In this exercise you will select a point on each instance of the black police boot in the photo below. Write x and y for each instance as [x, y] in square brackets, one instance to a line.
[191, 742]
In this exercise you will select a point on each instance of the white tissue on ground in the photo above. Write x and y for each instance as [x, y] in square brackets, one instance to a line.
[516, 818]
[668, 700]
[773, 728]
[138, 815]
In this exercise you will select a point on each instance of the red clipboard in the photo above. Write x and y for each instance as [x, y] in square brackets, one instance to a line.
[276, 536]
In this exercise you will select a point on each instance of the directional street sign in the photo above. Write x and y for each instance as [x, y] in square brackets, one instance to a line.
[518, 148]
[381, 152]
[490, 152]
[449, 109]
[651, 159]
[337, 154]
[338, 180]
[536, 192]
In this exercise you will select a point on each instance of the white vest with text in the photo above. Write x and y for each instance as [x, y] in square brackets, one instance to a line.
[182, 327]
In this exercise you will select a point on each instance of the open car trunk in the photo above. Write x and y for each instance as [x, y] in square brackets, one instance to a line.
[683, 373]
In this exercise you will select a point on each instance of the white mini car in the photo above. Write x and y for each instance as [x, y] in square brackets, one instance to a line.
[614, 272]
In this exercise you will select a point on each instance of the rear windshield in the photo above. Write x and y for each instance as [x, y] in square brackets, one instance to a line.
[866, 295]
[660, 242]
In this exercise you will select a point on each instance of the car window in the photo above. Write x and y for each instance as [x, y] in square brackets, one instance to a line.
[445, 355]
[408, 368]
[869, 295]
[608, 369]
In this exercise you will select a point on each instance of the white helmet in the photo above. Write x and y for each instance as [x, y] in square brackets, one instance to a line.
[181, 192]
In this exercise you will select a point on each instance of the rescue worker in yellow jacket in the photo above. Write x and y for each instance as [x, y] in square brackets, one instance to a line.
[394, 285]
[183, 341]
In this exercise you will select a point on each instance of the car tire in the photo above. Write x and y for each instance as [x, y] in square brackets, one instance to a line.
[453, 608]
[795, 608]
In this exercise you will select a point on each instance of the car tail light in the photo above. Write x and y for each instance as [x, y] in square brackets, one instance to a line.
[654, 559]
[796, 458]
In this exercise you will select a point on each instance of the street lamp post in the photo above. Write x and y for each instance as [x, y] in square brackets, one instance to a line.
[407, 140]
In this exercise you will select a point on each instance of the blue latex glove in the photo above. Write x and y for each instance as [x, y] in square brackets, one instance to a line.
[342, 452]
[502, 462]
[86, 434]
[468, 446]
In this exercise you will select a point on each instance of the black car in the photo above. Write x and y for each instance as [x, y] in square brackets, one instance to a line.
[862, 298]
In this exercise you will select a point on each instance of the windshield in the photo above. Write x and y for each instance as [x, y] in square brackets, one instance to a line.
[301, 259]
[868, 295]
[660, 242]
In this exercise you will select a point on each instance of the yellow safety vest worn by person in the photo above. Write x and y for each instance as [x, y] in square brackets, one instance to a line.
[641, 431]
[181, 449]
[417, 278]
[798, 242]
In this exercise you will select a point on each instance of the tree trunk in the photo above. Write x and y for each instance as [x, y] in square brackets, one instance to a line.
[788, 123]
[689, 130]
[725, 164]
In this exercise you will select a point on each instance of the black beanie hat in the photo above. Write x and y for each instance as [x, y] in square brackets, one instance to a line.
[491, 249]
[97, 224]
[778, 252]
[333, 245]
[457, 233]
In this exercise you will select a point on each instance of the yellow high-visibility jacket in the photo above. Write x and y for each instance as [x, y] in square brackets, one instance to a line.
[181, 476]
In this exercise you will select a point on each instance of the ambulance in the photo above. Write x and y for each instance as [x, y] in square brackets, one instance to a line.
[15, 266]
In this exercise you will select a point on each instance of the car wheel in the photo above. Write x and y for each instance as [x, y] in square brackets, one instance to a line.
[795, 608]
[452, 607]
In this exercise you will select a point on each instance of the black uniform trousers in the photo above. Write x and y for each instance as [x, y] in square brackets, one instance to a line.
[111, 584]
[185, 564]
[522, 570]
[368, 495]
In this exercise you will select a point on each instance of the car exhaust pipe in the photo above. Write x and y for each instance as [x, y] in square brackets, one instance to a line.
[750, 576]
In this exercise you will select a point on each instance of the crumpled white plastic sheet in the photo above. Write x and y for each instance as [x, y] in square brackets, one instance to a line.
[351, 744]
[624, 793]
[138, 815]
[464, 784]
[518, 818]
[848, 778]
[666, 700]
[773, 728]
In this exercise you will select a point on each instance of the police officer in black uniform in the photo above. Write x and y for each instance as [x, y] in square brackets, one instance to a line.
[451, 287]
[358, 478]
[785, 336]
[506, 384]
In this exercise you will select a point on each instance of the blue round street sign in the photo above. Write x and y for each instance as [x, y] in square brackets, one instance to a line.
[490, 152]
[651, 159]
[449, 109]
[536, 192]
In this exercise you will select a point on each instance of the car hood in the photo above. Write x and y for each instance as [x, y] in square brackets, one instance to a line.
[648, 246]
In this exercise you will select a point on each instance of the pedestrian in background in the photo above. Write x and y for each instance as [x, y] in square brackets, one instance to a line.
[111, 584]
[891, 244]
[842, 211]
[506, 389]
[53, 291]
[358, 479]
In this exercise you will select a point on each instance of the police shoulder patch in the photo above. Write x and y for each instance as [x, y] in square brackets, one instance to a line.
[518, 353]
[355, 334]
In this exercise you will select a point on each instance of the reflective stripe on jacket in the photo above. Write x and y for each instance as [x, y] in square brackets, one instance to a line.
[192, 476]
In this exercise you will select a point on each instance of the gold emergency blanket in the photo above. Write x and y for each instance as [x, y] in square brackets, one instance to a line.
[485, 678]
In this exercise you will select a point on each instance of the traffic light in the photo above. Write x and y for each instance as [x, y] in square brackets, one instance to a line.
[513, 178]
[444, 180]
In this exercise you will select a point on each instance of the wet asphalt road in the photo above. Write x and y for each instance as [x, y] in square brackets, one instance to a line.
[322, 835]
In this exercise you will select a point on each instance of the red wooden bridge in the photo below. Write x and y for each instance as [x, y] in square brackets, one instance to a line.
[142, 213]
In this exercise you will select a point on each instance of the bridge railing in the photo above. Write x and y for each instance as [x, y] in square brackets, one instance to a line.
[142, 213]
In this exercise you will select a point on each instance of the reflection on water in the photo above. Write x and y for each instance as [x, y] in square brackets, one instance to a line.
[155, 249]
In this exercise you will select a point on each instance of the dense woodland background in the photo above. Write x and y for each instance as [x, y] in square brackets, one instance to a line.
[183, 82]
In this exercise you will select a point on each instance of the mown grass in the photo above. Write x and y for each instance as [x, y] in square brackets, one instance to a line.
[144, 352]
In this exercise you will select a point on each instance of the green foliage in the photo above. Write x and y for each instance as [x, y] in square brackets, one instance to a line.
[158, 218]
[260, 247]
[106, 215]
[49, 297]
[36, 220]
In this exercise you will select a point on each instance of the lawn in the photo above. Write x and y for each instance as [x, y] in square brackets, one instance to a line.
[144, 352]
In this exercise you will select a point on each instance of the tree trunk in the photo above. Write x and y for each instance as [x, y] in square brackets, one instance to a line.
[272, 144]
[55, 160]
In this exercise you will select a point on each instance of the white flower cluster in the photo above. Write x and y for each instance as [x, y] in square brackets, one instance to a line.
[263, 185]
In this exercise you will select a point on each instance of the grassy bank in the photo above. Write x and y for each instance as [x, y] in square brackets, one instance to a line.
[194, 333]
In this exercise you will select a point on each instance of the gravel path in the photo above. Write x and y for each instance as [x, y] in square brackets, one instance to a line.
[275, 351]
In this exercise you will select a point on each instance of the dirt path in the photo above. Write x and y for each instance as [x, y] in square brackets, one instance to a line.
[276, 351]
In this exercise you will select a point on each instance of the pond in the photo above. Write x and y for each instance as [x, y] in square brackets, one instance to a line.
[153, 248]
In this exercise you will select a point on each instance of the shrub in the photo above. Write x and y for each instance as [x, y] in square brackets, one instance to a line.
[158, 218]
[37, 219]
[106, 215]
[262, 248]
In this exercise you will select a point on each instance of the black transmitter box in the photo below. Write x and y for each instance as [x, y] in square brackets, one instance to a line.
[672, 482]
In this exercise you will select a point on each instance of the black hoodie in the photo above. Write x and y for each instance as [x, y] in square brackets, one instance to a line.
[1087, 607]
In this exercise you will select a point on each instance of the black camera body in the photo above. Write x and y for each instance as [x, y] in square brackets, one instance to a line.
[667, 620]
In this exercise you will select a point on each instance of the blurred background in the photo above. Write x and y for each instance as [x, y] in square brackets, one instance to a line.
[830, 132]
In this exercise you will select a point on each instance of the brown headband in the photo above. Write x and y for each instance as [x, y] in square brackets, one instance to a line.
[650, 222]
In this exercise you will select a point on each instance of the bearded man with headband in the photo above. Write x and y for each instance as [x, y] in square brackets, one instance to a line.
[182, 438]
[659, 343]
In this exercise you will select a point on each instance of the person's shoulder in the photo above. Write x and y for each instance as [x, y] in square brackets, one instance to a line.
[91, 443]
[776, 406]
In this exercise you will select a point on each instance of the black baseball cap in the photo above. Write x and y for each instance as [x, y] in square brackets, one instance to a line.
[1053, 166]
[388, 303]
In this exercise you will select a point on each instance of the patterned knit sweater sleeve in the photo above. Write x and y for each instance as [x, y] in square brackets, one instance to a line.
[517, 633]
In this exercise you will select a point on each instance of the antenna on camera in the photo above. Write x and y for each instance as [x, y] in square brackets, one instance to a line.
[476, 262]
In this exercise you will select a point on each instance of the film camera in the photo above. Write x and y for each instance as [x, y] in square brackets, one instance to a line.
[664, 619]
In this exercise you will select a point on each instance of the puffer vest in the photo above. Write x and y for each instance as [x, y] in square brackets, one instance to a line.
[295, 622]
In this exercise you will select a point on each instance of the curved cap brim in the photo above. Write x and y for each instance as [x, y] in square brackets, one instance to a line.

________________________

__What is expected__
Rewrite everything from the line containing "the black camera" down through the end of the data, replacing "headband" with "sweatband" and leaving all else unchanged. Return only those lines.

__Result__
In this exercise you will select a point on each instance of the black camera body in the photo above. Write x and y for each instance as [x, y] in square brackets, one instance to a line.
[667, 620]
In this exercise you will select a point on each instance of the blurred background in the photo above. Write x and y for each instance as [x, y] in square brackets, one instance to a line.
[830, 132]
In this exercise you will select a point on each instance of the brown sweatband in the photo above. Write x and y for each instance as [x, y] in square brackets, one instance to a line.
[650, 222]
In this exercise you will select a point on each instance of the bearded man with sweatband in the photo above. Write x and y for each instance as [x, y] in square brackets, one instance to a line.
[182, 438]
[659, 343]
In this exercise you will select a point on each instance of the person's shoulder in the photo above. Write x and y for each instance as [x, y] in square brackets, one instance to a line.
[91, 443]
[776, 406]
In this exercise you will select a point on each instance of the black baseball cap in the photo above. Write x and y for each instance as [x, y] in square brackets, one instance to a line.
[1053, 166]
[388, 303]
In this exercise you will select a point on each instance of the patterned knit sweater sleeve in the photo above. Write x and y for each instance as [x, y] in square brackets, one instance to a line.
[517, 633]
In this exercise you will select a point on each instance of the antenna on camera in the photo above. Write x and y for each instance as [x, y] in square brackets, one instance to a line.
[476, 262]
In this exercise you will select a point on each instance of the film camera in the photo above. Write x and y for each instance as [x, y] in square brackets, one instance to a line.
[664, 619]
In this exercise you will select a point on each instance of the puffer vest in the photo above. Write x and y for each instance as [x, y] in square brackets, one instance to a line.
[295, 622]
In this exercise you will select a point on each instance of the curved cap brim in the photo above. Write x and y for each instance as [x, y] in square brackets, one instance to a line.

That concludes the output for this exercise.